• 課題一覧:
1. 本文で、神経に作用して胃炎が発生しやすい状況を作るとされているストレスを、すべて書き出しなさい。
2. 本文によると、胃炎が疑われる症状のあるときは、どの診療科の診察を受けますか。
3. 本文のうち、「慢性の胃炎が特に発生しやすい」を含む語句で始まり「消化器内科の診察を受けます。」で終わる部分を、そのまま書き写しなさい。

• 提示本文:
------

ところが、攻撃因子が強すぎたり、あるいは防御因子が弱すぎて攻撃因子に抗しきれないときに、胃酸やペプシンが胃の粘膜を消化してしまい、胃炎が起きるのではないかと考えられています。
○ストレスと胃炎
それでは、なぜ、攻撃因子が強くなったり、防御因子が弱くなったりするのでしょうか?
誘因の一つとして、近年の社会環境の複雑化による精神的、あるいは肉体的ストレスの増加が挙げられます。
慢性の胃炎が特に発生しやすい特定の職業や生活環境があるわけではありませんが、たとえば勤務先の仕事が忙しく、精神的、肉体的に疲れている時などに、胃炎が発生しやすいといわれます。
これは精神的緊張の連続や肉体的疲労、心配、不安、恐怖などのストレスが、神経に作用して胃酸やペプシンの分泌を高め、胃炎が発生しやすい状況を作るためではないかと考えられています。
◆病院での治療は?
神経性胃炎は、出血していたり、穴が開いている場合を除けば、まず胃の機能を回復させるための内科的治療を行うのが原則ですので、胃炎が疑われる症状のあるときは、消化器内科の診察を受けます。

------

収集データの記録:
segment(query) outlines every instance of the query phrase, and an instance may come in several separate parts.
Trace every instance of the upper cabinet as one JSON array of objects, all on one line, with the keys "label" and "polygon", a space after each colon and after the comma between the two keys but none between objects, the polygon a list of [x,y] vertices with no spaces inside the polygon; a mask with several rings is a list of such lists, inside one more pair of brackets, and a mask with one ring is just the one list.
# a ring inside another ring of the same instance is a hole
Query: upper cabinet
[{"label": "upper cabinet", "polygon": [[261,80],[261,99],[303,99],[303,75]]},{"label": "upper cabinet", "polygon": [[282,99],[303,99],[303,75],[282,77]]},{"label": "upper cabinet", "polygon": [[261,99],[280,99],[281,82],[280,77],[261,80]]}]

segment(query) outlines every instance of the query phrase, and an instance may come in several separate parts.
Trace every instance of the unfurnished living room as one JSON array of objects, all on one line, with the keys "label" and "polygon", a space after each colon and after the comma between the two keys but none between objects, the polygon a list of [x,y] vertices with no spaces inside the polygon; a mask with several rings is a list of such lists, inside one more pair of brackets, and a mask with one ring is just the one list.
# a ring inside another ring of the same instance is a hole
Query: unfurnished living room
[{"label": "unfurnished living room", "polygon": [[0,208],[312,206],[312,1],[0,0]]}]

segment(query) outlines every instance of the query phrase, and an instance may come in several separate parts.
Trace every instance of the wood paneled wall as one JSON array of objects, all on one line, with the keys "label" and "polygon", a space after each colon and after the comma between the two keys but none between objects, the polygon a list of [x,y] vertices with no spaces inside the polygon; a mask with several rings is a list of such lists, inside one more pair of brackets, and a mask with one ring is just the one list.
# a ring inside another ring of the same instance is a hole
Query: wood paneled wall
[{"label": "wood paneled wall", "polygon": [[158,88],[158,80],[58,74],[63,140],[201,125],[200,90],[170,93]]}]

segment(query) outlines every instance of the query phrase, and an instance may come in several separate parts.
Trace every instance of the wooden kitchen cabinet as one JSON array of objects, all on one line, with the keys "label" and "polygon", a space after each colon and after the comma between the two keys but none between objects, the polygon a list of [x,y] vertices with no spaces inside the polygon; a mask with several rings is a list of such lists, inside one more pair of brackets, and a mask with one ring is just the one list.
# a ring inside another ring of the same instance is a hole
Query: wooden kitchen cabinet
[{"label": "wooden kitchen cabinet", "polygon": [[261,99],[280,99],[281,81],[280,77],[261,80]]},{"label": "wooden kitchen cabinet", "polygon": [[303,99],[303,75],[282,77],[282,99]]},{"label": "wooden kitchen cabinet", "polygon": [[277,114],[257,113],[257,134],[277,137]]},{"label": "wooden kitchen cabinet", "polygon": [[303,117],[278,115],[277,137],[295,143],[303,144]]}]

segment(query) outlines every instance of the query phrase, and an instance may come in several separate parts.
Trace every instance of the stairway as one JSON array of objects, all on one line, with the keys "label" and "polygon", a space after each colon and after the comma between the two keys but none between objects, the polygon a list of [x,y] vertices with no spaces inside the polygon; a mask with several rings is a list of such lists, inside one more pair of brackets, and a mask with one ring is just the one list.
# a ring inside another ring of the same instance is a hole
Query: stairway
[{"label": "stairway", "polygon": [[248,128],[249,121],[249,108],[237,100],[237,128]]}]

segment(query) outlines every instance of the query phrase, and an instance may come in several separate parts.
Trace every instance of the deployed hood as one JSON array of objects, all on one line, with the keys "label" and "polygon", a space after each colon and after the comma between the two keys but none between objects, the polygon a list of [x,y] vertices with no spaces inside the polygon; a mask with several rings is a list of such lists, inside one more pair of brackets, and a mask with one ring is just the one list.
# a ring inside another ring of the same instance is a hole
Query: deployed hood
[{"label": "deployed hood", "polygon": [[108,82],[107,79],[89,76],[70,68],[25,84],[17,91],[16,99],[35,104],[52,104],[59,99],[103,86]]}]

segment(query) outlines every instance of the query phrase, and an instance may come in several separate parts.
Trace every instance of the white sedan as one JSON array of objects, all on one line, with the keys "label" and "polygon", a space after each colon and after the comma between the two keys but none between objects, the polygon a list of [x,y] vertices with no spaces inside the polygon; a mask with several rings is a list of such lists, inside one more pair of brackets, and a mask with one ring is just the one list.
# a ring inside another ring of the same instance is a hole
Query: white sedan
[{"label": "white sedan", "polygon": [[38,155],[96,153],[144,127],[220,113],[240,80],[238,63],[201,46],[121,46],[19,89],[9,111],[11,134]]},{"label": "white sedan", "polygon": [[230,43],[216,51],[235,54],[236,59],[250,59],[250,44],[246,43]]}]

------

• 課題の解答:
1. 精神的緊張の連続、肉体的疲労、心配、不安、恐怖

2. 消化器内科です。

3.
慢性の胃炎が特に発生しやすい特定の職業や生活環境があるわけではありませんが、たとえば勤務先の仕事が忙しく、精神的、肉体的に疲れている時などに、胃炎が発生しやすいといわれます。
これは精神的緊張の連続や肉体的疲労、心配、不安、恐怖などのストレスが、神経に作用して胃酸やペプシンの分泌を高め、胃炎が発生しやすい状況を作るためではないかと考えられています。
◆病院での治療は?
神経性胃炎は、出血していたり、穴が開いている場合を除けば、まず胃の機能を回復させるための内科的治療を行うのが原則ですので、胃炎が疑われる症状のあるときは、消化器内科の診察を受けます。